WORK REQUIRED —
Return the records that follow unaltered. Omit every picture.

INPUT —

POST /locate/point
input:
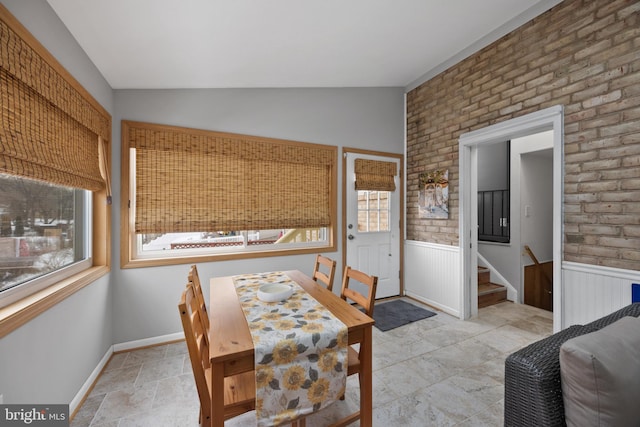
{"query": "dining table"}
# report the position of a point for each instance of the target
(232, 351)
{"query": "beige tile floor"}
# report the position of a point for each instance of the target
(439, 371)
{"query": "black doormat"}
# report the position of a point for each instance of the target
(396, 313)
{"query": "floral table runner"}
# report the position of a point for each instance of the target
(300, 350)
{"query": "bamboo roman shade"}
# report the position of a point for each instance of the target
(50, 125)
(192, 180)
(375, 175)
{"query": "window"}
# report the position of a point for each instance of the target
(212, 195)
(43, 234)
(373, 211)
(54, 217)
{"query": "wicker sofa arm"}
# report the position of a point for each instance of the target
(532, 389)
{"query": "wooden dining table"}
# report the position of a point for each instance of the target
(232, 352)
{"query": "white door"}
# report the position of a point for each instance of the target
(372, 231)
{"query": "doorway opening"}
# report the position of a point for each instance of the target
(548, 120)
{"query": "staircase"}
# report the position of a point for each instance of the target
(489, 293)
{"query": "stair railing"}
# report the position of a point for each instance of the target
(529, 252)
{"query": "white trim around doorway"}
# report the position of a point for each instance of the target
(548, 119)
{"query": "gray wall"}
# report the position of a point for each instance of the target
(48, 359)
(145, 299)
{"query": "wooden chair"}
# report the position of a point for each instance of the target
(365, 301)
(322, 262)
(202, 307)
(239, 390)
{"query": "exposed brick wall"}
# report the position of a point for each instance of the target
(583, 54)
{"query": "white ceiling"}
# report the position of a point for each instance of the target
(283, 43)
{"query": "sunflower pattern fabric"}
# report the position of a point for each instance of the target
(300, 350)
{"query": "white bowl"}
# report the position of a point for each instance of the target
(274, 292)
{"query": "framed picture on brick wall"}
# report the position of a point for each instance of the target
(433, 197)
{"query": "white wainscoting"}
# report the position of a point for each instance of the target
(432, 275)
(590, 291)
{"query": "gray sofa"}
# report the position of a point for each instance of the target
(533, 393)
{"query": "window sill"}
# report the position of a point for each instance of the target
(17, 314)
(175, 260)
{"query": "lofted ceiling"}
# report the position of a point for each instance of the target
(283, 43)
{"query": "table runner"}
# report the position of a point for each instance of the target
(300, 350)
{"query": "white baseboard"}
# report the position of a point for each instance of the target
(146, 342)
(86, 387)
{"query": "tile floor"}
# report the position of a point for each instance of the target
(439, 371)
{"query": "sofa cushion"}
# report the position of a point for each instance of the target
(600, 376)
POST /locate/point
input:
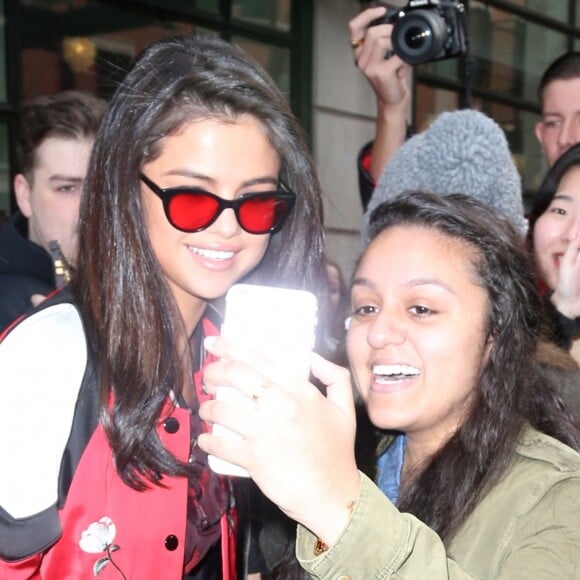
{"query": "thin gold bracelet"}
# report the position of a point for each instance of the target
(320, 547)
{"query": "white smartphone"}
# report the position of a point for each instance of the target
(278, 322)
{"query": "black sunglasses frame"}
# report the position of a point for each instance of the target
(166, 194)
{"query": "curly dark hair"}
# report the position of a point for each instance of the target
(511, 391)
(129, 312)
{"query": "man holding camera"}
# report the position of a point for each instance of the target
(389, 78)
(373, 34)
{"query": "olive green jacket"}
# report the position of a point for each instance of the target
(526, 527)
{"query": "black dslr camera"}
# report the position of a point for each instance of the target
(427, 30)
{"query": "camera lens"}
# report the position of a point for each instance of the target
(419, 36)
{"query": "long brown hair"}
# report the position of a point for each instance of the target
(511, 391)
(130, 316)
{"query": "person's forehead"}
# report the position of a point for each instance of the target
(562, 96)
(63, 152)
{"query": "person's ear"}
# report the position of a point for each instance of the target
(23, 194)
(538, 130)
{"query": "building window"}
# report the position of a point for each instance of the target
(90, 44)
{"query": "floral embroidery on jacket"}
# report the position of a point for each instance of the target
(97, 538)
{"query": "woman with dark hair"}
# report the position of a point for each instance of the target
(478, 469)
(555, 241)
(199, 178)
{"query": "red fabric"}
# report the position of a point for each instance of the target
(366, 159)
(146, 522)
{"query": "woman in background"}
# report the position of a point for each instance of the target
(555, 241)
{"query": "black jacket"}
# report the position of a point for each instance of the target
(25, 269)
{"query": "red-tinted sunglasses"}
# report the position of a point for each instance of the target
(191, 209)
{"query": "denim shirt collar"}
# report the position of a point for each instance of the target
(390, 466)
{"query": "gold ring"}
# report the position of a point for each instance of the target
(260, 390)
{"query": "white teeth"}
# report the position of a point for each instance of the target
(400, 371)
(212, 254)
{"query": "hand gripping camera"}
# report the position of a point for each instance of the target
(427, 30)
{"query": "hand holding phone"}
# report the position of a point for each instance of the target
(278, 322)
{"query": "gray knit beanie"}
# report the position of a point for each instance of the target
(460, 152)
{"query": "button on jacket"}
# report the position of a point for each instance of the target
(66, 513)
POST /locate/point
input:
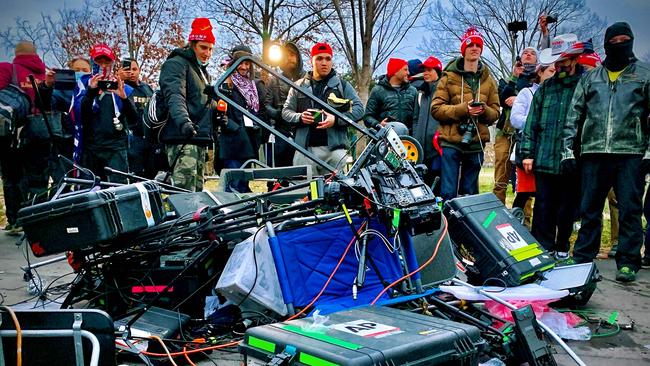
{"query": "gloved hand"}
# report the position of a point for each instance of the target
(569, 166)
(188, 130)
(645, 166)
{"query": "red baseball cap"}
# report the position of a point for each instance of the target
(321, 47)
(432, 63)
(101, 50)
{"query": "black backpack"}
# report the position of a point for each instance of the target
(155, 117)
(15, 105)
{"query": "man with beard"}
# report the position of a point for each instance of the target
(609, 120)
(292, 69)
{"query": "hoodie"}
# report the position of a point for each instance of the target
(182, 82)
(25, 65)
(278, 91)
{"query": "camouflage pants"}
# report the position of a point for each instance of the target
(188, 171)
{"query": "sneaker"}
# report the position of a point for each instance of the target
(626, 274)
(612, 252)
(645, 263)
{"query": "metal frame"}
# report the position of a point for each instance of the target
(327, 107)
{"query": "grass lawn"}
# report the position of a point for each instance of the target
(486, 183)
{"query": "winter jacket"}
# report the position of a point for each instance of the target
(25, 65)
(609, 117)
(296, 103)
(521, 106)
(510, 89)
(277, 95)
(182, 81)
(97, 115)
(425, 126)
(542, 138)
(456, 88)
(236, 141)
(387, 101)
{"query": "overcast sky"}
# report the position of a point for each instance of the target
(635, 12)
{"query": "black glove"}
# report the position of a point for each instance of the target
(569, 166)
(188, 130)
(645, 166)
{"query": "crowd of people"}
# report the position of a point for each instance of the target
(575, 130)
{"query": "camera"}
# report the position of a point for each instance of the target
(107, 84)
(517, 25)
(467, 129)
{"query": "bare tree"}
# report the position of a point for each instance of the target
(369, 31)
(252, 21)
(449, 20)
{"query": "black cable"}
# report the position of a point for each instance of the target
(256, 269)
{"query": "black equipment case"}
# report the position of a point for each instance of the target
(365, 336)
(493, 241)
(94, 217)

RESULT OF THIS TASK —
POST /locate/point
input:
{"query": "dining table"}
# report the position of a point for each instance of the target
(232, 351)
{"query": "beige tile floor"}
# report the position of a point for each instance of the target
(439, 371)
{"query": "black doormat"}
# report the position of a point for each instance of the target
(396, 313)
{"query": "floral table runner"}
# report the position of a point for each instance of the target
(300, 350)
{"query": "bamboo roman shade"}
# report the position of a point for each instance of the target
(50, 125)
(192, 180)
(375, 175)
{"query": "window"}
# report the position of a point for each instance of the target
(212, 195)
(43, 234)
(373, 211)
(54, 217)
{"query": "wicker sofa arm"}
# report the position of a point for each instance of the target
(532, 389)
{"query": "wooden dining table"}
# report the position of a point for each instance of the target
(232, 352)
{"query": "white door"}
# report the position of a point for each instance of the target
(372, 231)
{"query": "doorway opening"}
# report the position of a point for each instance of the target
(548, 120)
{"query": "staircase"}
# report the position of a point for each instance of the target
(489, 293)
{"query": "stair railing"}
# report the position of a point for each instance of the target
(529, 252)
{"query": "white trim around doorway"}
# report the position of a point for each instance of the target
(548, 119)
{"query": "gray wall"}
# report the position of a point for each instance of the target
(48, 359)
(145, 299)
{"query": "wooden chair"}
# report the position of a point for each instance of the target
(365, 301)
(322, 262)
(202, 307)
(239, 390)
{"query": "exposed brick wall"}
# report the position of a point for each instance of the target
(583, 54)
{"query": "white ceiling"}
# report the position of a point for each instance of the target
(283, 43)
{"query": "sunflower pattern fabric"}
# report the position of a point for each instance of the target
(300, 350)
{"query": "white bowl"}
# report the position of a point for each instance of the target
(274, 292)
{"query": "framed picture on brick wall"}
# report the position of a point for each instance of the target
(433, 197)
{"query": "white wainscoting"}
# report the position of a point for each instance of the target
(432, 275)
(590, 291)
{"query": "gray sofa"}
# report the position of a point for each instance of the target
(533, 393)
{"query": "window sill"}
# report the position of a point for each instance of the target
(17, 314)
(175, 260)
{"query": "lofted ceiling"}
# report the position of a point for each instance of the target
(283, 43)
{"query": "table runner"}
# report the position of a point for each instance of the target
(300, 350)
{"query": "white baseboard"}
# report the position of a point for each instance of the target
(146, 342)
(86, 387)
{"query": "tile floor"}
# report the position of a point for each instance of the target
(439, 371)
{"query": "sofa cushion"}
# report the position of a point for each instance of the target
(600, 376)
POST /locate/point
input:
{"query": "thin gold bracelet"}
# report the position of a point for each instance of the target
(320, 547)
{"query": "white smartphone"}
# report the position of a point for each instance of the target
(278, 322)
{"query": "black sunglasses frame"}
# report the position of a point for each instance of the target
(166, 194)
{"query": "curly dark hair"}
# report the position of a point for each instance of the target
(511, 391)
(129, 312)
{"query": "man holding camera"}
# report the position of a point for each instance of the target
(389, 78)
(373, 34)
{"query": "olive green jacket"}
# report the position of a point for each instance of the target
(526, 527)
{"query": "black dslr camera"}
# report the position of a point for each instance of the target
(427, 30)
{"query": "camera lens"}
# report the position of a point for each instance of the target
(419, 36)
{"query": "long brown hair"}
# report the position of a point for each instance of the target
(511, 391)
(130, 316)
{"query": "person's forehead"}
# report the position of a point for each instance of the target
(562, 96)
(63, 152)
{"query": "person's ear"}
# report the position of a point for each instance of the target
(23, 194)
(538, 130)
{"query": "building window"}
# report the position of a point for each instance of the target
(90, 44)
{"query": "floral embroidery on jacket"}
# report the position of a point for each instance of the target
(97, 538)
{"query": "woman with dark hair"}
# report the position of a point for each instance of the target
(478, 469)
(555, 241)
(199, 178)
{"query": "red fabric"}
# report the position of a point for each instance of the target
(366, 159)
(146, 522)
{"query": "woman in background"}
# report the position of a point for each instance of the target
(555, 241)
{"query": "black jacket"}
# report the position of a point for each instance of the target
(25, 269)
{"query": "red-tinted sunglasses"}
# report the position of a point for each instance of the target
(191, 209)
{"query": "denim shirt collar"}
# report the position of a point for each instance of the target
(390, 466)
{"query": "gold ring"}
# report the position of a point for each instance of the target
(260, 390)
{"query": "white teeth"}
# report the position of a point for each instance of the target
(400, 371)
(212, 254)
{"query": "hand gripping camera"}
# report the position of a point for each instance of the target
(427, 30)
{"query": "hand holding phone"}
# report the position of a point for each instance of the target
(278, 322)
{"query": "gray knit beanie"}
# report the position of a point for each instance of the target
(460, 152)
{"query": "button on jacket"}
# report the position of a point for each instance of the target
(66, 513)
POST /locate/point
input:
{"query": "gloved hand"}
# report the position of a point for each instance of the target
(569, 166)
(188, 130)
(645, 166)
{"query": "red baseball cap"}
# report the position of a point for each instance of the target
(321, 47)
(432, 63)
(101, 50)
{"query": "black backpack"}
# report the position of a point for each instance of the target
(155, 117)
(15, 105)
{"query": "man with beard"}
# report the position of a point for each instance of the target
(609, 120)
(292, 69)
{"query": "hoodie"}
# report the position of a point for each instance of the target
(182, 82)
(25, 65)
(278, 91)
{"query": "camouflage pants"}
# report the position of a point for each instance of the target
(188, 171)
{"query": "sneaker"}
# report the position of a point for each instance of the target
(626, 274)
(612, 252)
(645, 263)
{"query": "metal frame"}
# report the position of a point for each instance of the target
(327, 107)
{"query": "grass lawn"}
# report the position of a point for each instance of the target
(486, 183)
{"query": "winter jacket"}
# report the position of a point for each instance of the target
(25, 65)
(609, 117)
(296, 103)
(521, 106)
(510, 89)
(277, 95)
(182, 81)
(97, 115)
(425, 126)
(542, 138)
(456, 88)
(236, 141)
(387, 101)
{"query": "overcast sky"}
# report the position of a point for each instance of the target
(635, 12)
{"query": "black glove"}
# report the position of a point for each instance of the target
(569, 166)
(188, 130)
(645, 166)
{"query": "crowd of people"}
# report the position of a point for each instance of the target
(575, 130)
{"query": "camera"}
# report the position of a point for each instance of the target
(107, 84)
(517, 25)
(467, 129)
{"query": "bare tree"}
# report the position of a point for each instance of the target
(369, 31)
(252, 21)
(449, 20)
{"query": "black cable"}
# report the position of a point for each instance of the target
(256, 269)
{"query": "black equipment case"}
# report the position of a point for each instance of the target
(365, 336)
(493, 241)
(94, 217)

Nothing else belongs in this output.